Data »
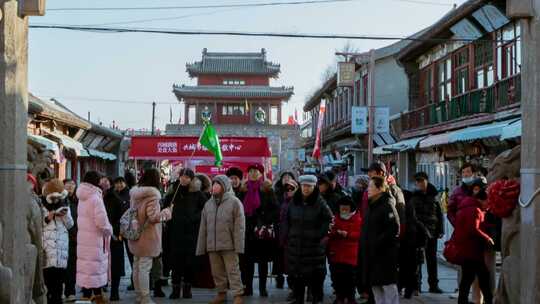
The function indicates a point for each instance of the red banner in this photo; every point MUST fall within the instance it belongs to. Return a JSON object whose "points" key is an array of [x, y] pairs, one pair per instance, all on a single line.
{"points": [[176, 147], [317, 148]]}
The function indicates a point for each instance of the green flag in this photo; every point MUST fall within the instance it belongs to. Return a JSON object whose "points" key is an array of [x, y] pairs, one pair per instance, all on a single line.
{"points": [[210, 140]]}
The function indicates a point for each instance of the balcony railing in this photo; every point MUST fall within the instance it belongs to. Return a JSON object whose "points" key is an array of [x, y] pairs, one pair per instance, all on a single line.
{"points": [[486, 100]]}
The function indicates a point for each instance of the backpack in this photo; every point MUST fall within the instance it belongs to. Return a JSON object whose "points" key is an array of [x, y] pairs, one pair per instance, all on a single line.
{"points": [[130, 228]]}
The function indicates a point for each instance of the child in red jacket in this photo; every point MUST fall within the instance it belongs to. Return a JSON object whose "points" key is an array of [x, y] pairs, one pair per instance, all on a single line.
{"points": [[343, 250]]}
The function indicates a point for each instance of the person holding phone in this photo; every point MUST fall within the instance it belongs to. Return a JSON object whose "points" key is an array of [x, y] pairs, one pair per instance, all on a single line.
{"points": [[57, 221]]}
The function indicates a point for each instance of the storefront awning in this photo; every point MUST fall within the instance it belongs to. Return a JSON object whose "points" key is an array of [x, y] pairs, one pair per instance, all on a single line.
{"points": [[70, 143], [467, 134], [401, 146], [102, 155], [46, 143], [512, 130]]}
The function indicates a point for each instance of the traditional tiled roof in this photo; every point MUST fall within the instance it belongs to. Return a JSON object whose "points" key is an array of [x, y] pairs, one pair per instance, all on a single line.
{"points": [[233, 63], [233, 91]]}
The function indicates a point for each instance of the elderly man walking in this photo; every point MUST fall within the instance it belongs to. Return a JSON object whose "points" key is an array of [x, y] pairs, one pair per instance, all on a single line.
{"points": [[221, 235]]}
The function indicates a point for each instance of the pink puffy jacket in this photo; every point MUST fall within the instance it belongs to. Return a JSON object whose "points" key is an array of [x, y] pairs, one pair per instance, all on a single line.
{"points": [[93, 237]]}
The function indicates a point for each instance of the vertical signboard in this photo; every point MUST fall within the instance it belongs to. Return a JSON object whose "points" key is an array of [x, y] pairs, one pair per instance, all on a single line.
{"points": [[359, 120], [346, 74], [382, 120]]}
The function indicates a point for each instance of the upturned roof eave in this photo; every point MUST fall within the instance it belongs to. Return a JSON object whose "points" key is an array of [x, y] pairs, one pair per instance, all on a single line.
{"points": [[438, 30], [330, 84]]}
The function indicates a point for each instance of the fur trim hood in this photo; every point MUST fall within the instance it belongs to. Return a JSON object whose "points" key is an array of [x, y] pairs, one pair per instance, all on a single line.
{"points": [[141, 195], [55, 197], [86, 190]]}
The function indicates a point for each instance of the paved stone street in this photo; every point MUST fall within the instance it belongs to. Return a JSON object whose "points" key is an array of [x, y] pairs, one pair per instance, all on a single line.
{"points": [[447, 278]]}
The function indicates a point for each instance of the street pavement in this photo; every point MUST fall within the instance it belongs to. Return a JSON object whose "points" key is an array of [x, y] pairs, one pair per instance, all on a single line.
{"points": [[447, 277]]}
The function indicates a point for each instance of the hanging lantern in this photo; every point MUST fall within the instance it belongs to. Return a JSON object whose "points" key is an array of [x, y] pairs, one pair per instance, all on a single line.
{"points": [[206, 115], [260, 116]]}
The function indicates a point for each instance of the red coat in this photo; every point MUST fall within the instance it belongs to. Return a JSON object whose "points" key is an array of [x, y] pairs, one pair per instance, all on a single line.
{"points": [[344, 250], [470, 240]]}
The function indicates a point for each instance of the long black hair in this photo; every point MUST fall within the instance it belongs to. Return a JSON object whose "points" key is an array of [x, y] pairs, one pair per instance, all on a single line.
{"points": [[151, 178]]}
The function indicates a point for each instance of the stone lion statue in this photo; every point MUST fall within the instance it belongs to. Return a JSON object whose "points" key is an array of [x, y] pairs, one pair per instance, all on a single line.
{"points": [[507, 165]]}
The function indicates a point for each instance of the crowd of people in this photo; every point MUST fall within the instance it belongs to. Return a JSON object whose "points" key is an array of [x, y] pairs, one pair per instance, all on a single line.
{"points": [[210, 233]]}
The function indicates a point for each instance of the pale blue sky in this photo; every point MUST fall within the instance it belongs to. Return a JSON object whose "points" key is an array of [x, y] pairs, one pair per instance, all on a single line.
{"points": [[143, 67]]}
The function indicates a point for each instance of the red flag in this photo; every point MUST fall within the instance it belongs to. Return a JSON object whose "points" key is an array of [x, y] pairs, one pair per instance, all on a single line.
{"points": [[317, 149]]}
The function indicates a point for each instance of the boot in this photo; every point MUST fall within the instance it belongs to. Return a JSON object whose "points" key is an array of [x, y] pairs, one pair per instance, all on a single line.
{"points": [[158, 292], [248, 291], [186, 292], [238, 300], [100, 299], [219, 298], [176, 292], [280, 282], [262, 287], [115, 295]]}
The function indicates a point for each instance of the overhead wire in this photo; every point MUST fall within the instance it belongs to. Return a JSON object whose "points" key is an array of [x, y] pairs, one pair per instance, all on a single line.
{"points": [[248, 34], [105, 100], [239, 5]]}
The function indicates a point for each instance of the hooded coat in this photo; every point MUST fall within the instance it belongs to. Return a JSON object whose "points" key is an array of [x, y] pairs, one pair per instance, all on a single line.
{"points": [[93, 238], [146, 201], [183, 228], [308, 222], [379, 242], [55, 231], [223, 223], [469, 238]]}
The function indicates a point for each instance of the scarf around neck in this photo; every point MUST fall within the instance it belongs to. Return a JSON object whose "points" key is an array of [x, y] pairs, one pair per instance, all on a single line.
{"points": [[252, 201]]}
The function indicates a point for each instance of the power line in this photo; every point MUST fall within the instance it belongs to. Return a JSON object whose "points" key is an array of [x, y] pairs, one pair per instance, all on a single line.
{"points": [[241, 5], [106, 100], [145, 8], [248, 34]]}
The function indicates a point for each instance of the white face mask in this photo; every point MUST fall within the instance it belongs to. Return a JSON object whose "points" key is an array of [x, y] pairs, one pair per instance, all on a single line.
{"points": [[346, 215], [467, 180]]}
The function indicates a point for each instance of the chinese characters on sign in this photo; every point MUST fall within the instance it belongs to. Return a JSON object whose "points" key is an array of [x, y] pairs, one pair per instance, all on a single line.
{"points": [[167, 147], [382, 120], [359, 120], [172, 147], [346, 74]]}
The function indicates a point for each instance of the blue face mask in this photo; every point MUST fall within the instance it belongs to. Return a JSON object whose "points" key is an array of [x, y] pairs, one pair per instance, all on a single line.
{"points": [[468, 180]]}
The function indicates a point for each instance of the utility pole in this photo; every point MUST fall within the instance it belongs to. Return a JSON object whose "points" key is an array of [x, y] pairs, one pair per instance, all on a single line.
{"points": [[370, 58], [17, 255], [153, 117], [371, 105], [530, 145]]}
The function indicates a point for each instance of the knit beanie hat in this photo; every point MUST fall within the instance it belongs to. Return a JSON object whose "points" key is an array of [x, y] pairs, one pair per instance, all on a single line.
{"points": [[53, 190]]}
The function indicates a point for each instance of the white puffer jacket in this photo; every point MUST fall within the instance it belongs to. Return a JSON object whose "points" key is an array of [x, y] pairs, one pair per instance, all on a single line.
{"points": [[56, 239]]}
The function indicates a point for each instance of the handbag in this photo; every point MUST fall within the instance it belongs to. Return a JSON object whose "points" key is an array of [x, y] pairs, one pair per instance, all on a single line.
{"points": [[265, 233], [451, 252]]}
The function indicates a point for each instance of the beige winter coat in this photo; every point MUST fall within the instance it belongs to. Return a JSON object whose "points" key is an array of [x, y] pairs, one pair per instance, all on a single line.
{"points": [[222, 222], [146, 200]]}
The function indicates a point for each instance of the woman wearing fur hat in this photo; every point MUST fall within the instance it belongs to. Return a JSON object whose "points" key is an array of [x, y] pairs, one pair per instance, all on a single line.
{"points": [[187, 202], [93, 238], [145, 198], [56, 222], [262, 215]]}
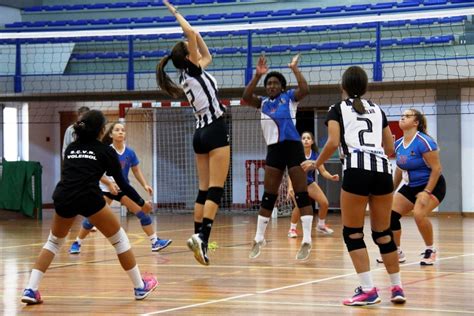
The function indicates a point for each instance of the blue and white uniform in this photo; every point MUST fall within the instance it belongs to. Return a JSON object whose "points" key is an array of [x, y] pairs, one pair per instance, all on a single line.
{"points": [[311, 175], [278, 121], [128, 159], [410, 159], [278, 118]]}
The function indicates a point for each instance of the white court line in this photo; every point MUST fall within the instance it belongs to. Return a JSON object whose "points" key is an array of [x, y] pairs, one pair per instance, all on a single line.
{"points": [[286, 287]]}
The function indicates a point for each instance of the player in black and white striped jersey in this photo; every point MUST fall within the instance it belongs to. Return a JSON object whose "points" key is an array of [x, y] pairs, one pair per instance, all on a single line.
{"points": [[360, 129], [211, 138]]}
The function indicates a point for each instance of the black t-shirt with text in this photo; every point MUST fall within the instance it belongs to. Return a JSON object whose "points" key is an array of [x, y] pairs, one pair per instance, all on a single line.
{"points": [[84, 164]]}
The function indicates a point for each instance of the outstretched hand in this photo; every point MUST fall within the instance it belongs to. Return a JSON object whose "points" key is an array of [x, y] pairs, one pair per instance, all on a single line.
{"points": [[294, 62], [262, 66], [169, 6]]}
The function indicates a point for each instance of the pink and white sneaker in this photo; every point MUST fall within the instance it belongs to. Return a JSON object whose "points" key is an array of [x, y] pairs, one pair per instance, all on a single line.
{"points": [[362, 298], [31, 297], [150, 284]]}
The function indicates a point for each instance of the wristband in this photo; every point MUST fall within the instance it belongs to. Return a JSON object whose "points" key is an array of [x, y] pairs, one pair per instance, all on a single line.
{"points": [[429, 192]]}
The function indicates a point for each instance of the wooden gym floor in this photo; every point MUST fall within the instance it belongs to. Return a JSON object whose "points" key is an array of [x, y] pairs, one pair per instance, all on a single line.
{"points": [[273, 284]]}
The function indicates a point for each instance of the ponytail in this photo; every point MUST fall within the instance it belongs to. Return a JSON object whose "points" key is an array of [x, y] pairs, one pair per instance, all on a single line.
{"points": [[354, 82], [164, 81], [90, 125], [357, 105]]}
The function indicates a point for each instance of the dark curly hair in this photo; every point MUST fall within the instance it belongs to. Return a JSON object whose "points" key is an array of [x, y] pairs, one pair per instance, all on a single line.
{"points": [[277, 75]]}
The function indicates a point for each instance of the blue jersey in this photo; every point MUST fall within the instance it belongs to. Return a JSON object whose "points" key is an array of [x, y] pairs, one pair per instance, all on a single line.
{"points": [[127, 159], [410, 159], [311, 175], [278, 118]]}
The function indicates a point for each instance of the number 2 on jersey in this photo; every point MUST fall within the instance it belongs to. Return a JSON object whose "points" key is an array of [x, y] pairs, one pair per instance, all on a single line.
{"points": [[368, 130], [191, 98]]}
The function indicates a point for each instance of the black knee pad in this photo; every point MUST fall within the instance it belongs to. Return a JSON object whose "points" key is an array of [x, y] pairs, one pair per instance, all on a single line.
{"points": [[353, 243], [201, 198], [215, 194], [268, 200], [395, 221], [302, 199], [385, 247]]}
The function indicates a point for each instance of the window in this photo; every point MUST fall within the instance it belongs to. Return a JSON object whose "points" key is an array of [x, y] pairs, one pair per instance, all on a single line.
{"points": [[15, 132]]}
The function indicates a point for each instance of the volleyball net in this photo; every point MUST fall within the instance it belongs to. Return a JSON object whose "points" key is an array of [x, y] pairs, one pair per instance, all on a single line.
{"points": [[411, 59]]}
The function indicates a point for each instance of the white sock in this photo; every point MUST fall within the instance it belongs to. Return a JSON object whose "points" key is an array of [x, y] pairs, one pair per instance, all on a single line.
{"points": [[395, 279], [153, 238], [321, 222], [134, 275], [262, 223], [366, 281], [307, 222], [35, 278]]}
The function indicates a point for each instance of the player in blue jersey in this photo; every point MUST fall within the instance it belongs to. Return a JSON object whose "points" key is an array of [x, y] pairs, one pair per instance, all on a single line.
{"points": [[311, 152], [360, 129], [424, 186], [285, 150], [115, 137]]}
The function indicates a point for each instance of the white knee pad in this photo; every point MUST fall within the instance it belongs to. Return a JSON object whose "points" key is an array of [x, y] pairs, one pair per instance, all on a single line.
{"points": [[120, 241], [54, 243]]}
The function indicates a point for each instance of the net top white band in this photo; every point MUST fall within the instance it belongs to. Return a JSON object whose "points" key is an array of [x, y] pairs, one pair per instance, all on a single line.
{"points": [[245, 26]]}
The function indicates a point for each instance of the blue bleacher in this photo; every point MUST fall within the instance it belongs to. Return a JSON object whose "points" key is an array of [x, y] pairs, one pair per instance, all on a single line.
{"points": [[358, 7], [411, 41], [96, 6], [284, 12], [303, 47], [203, 1], [395, 23], [407, 4], [356, 44], [316, 28], [117, 5], [333, 45], [307, 11], [259, 14], [423, 21], [387, 42], [440, 39], [434, 2], [213, 16], [367, 25], [330, 9], [236, 15], [334, 9], [278, 49], [341, 27], [383, 5]]}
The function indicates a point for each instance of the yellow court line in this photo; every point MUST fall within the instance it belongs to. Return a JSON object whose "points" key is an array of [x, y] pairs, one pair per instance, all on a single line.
{"points": [[290, 286]]}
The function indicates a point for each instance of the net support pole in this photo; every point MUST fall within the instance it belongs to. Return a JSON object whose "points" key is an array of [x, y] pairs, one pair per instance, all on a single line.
{"points": [[378, 54], [249, 68], [130, 71], [17, 78]]}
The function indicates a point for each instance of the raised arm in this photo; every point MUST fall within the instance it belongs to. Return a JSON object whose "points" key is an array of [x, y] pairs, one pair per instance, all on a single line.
{"points": [[137, 172], [302, 90], [248, 96], [323, 171], [387, 141], [198, 51]]}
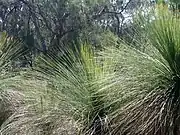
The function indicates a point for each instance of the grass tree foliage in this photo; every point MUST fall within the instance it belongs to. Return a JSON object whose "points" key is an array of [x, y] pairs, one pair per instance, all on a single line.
{"points": [[116, 91]]}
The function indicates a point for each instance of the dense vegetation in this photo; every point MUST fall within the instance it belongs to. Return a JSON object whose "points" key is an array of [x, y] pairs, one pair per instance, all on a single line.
{"points": [[89, 67]]}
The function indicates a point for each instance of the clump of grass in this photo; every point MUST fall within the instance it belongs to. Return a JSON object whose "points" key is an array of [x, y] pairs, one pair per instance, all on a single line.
{"points": [[158, 111]]}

Task » Would you quote, exactly and only, the lines from the one containing "The function indicates a point for each instance of the clump" to the end of the entries?

Task result »
The function indicates a point for each instance of the clump of grass in this photo; every point MUST fall within the instance it belongs to. Return a JSON object whose "points" key is an array of [x, y] pairs, one pair per instance, all on a single line.
{"points": [[158, 111]]}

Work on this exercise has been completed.